- _INPUT RECORDS_:
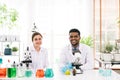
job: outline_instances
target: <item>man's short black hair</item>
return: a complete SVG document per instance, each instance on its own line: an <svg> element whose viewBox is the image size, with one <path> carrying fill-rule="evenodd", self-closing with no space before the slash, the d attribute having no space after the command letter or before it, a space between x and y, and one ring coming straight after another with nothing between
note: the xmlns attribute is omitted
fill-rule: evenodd
<svg viewBox="0 0 120 80"><path fill-rule="evenodd" d="M78 29L76 29L76 28L71 29L71 30L69 31L69 34L70 34L71 32L77 32L78 35L80 36L80 31L79 31Z"/></svg>

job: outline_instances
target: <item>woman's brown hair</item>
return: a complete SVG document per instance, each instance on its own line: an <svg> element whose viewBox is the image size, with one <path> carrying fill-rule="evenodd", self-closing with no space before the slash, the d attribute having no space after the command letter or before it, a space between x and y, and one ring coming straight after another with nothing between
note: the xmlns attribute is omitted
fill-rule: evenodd
<svg viewBox="0 0 120 80"><path fill-rule="evenodd" d="M39 32L34 32L34 33L32 34L32 41L33 41L33 38L34 38L36 35L40 35L40 36L42 37L42 35L41 35Z"/></svg>

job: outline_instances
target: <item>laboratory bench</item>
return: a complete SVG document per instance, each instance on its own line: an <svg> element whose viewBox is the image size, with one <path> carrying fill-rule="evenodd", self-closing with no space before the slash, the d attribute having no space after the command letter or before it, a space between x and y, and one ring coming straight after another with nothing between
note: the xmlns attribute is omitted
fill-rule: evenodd
<svg viewBox="0 0 120 80"><path fill-rule="evenodd" d="M107 65L110 65L111 68L112 68L112 66L114 66L114 65L120 65L120 61L115 61L115 60L104 61L104 60L101 60L101 59L100 59L100 55L99 55L99 56L96 56L96 57L95 57L95 60L99 63L99 67L104 66L105 68L107 68ZM112 68L112 69L117 69L117 70L119 70L120 67L118 67L118 68Z"/></svg>

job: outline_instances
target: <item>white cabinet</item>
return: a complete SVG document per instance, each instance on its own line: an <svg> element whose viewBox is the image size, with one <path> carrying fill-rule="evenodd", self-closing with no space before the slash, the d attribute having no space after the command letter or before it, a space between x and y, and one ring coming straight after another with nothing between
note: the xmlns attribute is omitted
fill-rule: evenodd
<svg viewBox="0 0 120 80"><path fill-rule="evenodd" d="M9 48L7 47L9 45ZM2 63L20 62L20 39L17 35L0 35L0 59Z"/></svg>

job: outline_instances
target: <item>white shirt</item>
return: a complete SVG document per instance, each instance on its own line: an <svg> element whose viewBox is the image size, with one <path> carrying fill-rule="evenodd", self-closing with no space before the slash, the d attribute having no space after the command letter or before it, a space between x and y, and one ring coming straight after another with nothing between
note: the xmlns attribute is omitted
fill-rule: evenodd
<svg viewBox="0 0 120 80"><path fill-rule="evenodd" d="M79 44L79 50L81 52L80 63L83 64L81 66L82 69L93 69L94 68L94 57L92 53L92 49L85 45ZM72 46L68 45L63 48L61 54L61 65L65 65L67 63L72 63L75 61L75 56L72 54Z"/></svg>
<svg viewBox="0 0 120 80"><path fill-rule="evenodd" d="M30 47L32 63L30 64L34 70L44 69L48 64L48 52L47 49L41 47L40 51L37 52L35 48Z"/></svg>

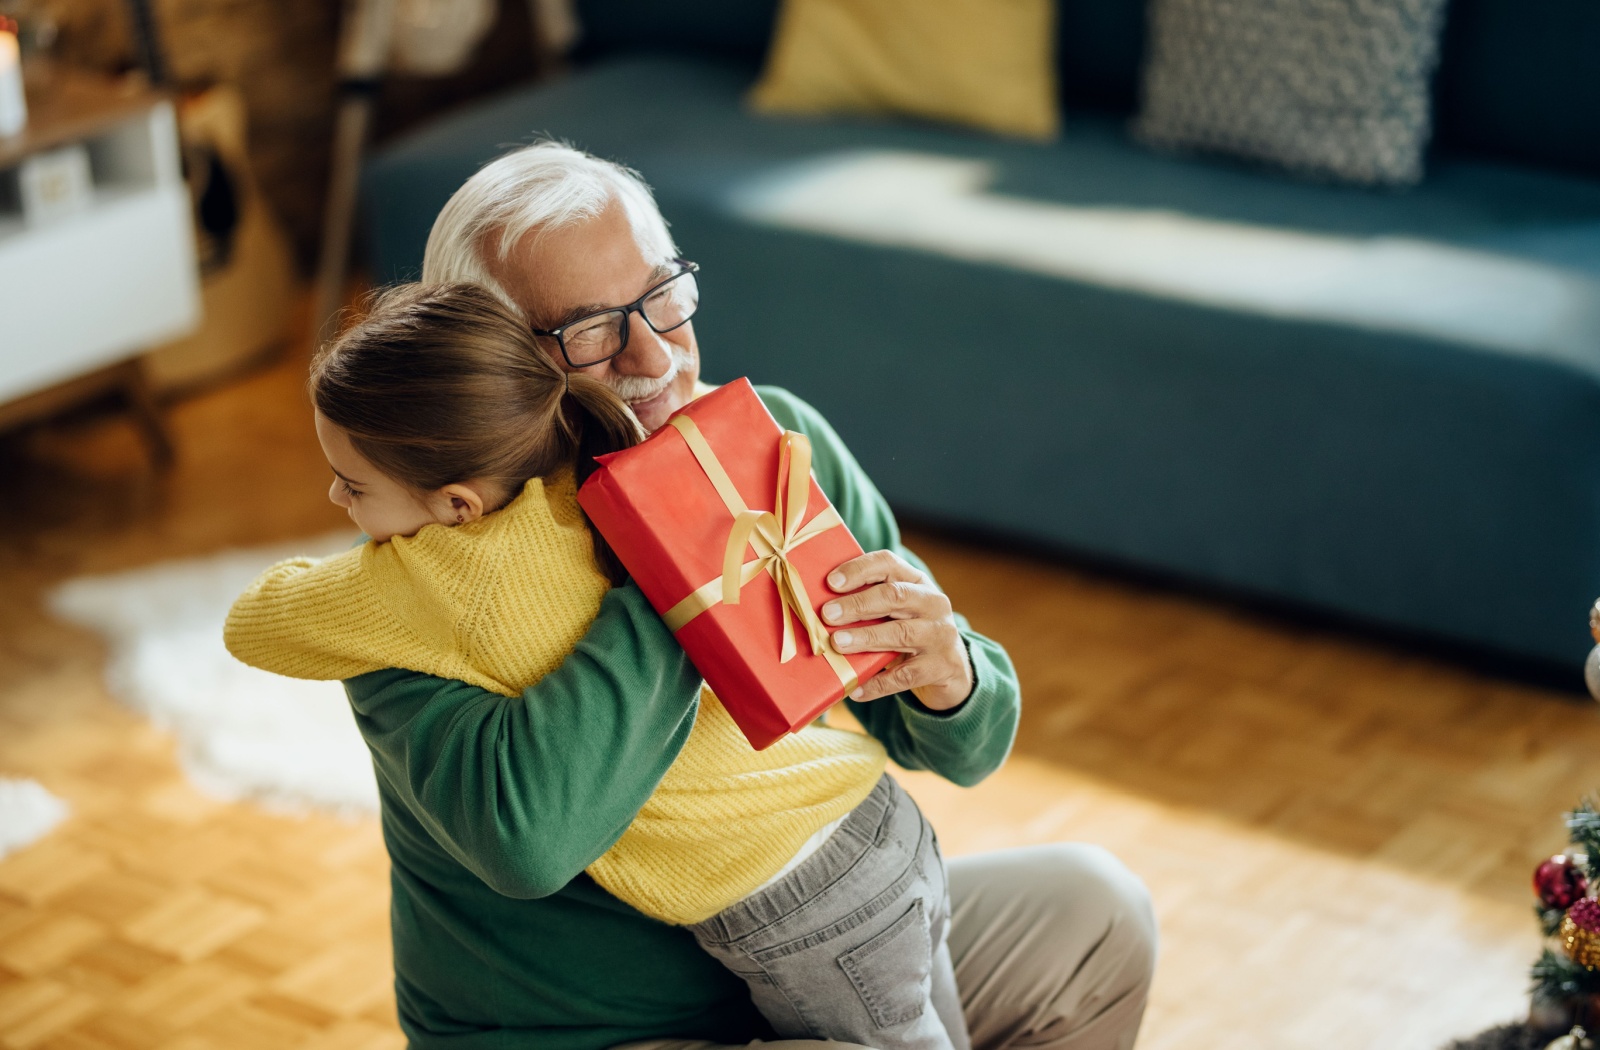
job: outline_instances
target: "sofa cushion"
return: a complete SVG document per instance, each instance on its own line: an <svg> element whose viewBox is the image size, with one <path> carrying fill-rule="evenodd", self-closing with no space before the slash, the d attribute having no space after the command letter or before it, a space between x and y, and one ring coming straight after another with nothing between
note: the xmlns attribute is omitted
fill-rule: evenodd
<svg viewBox="0 0 1600 1050"><path fill-rule="evenodd" d="M1139 134L1368 185L1422 178L1444 0L1152 0Z"/></svg>
<svg viewBox="0 0 1600 1050"><path fill-rule="evenodd" d="M750 101L773 115L900 114L1051 139L1054 25L1055 0L785 0Z"/></svg>
<svg viewBox="0 0 1600 1050"><path fill-rule="evenodd" d="M580 60L637 54L714 57L758 65L778 0L576 0ZM1145 0L1057 0L1061 100L1069 109L1133 112L1144 53Z"/></svg>
<svg viewBox="0 0 1600 1050"><path fill-rule="evenodd" d="M378 272L414 275L506 144L560 135L638 167L704 266L707 375L815 402L903 509L1581 659L1600 182L1442 159L1405 194L1305 184L1087 117L1050 145L796 124L746 111L749 79L608 62L392 144Z"/></svg>

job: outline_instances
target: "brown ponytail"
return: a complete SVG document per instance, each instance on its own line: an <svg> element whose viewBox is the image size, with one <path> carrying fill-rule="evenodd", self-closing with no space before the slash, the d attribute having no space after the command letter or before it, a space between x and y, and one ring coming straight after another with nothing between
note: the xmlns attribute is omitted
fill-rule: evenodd
<svg viewBox="0 0 1600 1050"><path fill-rule="evenodd" d="M472 284L402 285L311 365L317 411L379 470L418 492L462 481L513 499L530 478L593 472L637 444L633 412L591 376L567 374L492 293ZM499 509L495 507L493 509ZM595 561L621 564L598 533Z"/></svg>
<svg viewBox="0 0 1600 1050"><path fill-rule="evenodd" d="M637 445L639 418L610 387L581 372L567 374L568 400L578 419L578 484L594 473L595 457Z"/></svg>
<svg viewBox="0 0 1600 1050"><path fill-rule="evenodd" d="M581 372L568 372L566 377L569 411L577 416L577 483L582 485L599 466L597 457L637 445L644 440L644 428L627 402L600 380ZM613 584L621 584L628 578L628 570L592 523L589 533L594 537L595 564Z"/></svg>

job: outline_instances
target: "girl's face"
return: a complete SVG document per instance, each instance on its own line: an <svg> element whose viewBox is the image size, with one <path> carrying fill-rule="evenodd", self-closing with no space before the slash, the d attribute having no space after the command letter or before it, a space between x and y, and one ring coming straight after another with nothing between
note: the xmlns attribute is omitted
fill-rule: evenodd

- _WORK TO BE COMPLETED_: From the data above, output exactly the lines between the one containing "target: <item>woman's brown hair</item>" and the one containing "target: <item>white cabinet</item>", counting both of them.

- _EXERCISE OUTPUT_:
target: <item>woman's brown hair</item>
return: a complete SVG document per instance, each instance on its own line: an <svg> element whose viewBox is the image size, with one <path> carrying fill-rule="evenodd", self-closing with no space before the slash, the d attribute having no space after the command letter or before it, a space between x and y, and one ring coming straight after another with nothing between
note: the xmlns attribute is omitted
fill-rule: evenodd
<svg viewBox="0 0 120 80"><path fill-rule="evenodd" d="M39 32L34 32L34 33L32 34L32 41L33 41L33 38L34 38L36 35L40 35L40 36L42 37L42 35L41 35Z"/></svg>

job: outline_instances
target: <item>laboratory bench</item>
return: a complete SVG document per instance, each instance on its own line: an <svg> element whose viewBox is the image size, with one <path> carrying fill-rule="evenodd", self-closing with no space before the slash, the d attribute having no space after the command letter or before it, a space between x and y, and one ring coming straight after another with nothing between
note: the xmlns attribute is omitted
fill-rule: evenodd
<svg viewBox="0 0 120 80"><path fill-rule="evenodd" d="M107 65L110 65L111 68L112 68L112 66L114 66L114 65L120 65L120 61L115 61L115 60L104 61L104 60L101 60L101 59L100 59L100 55L99 55L99 56L96 56L96 57L95 57L95 60L99 63L99 67L104 66L105 68L107 68ZM112 68L112 69L117 69L117 70L119 70L120 67L118 67L118 68Z"/></svg>

job: outline_instances
target: <item>white cabinet</item>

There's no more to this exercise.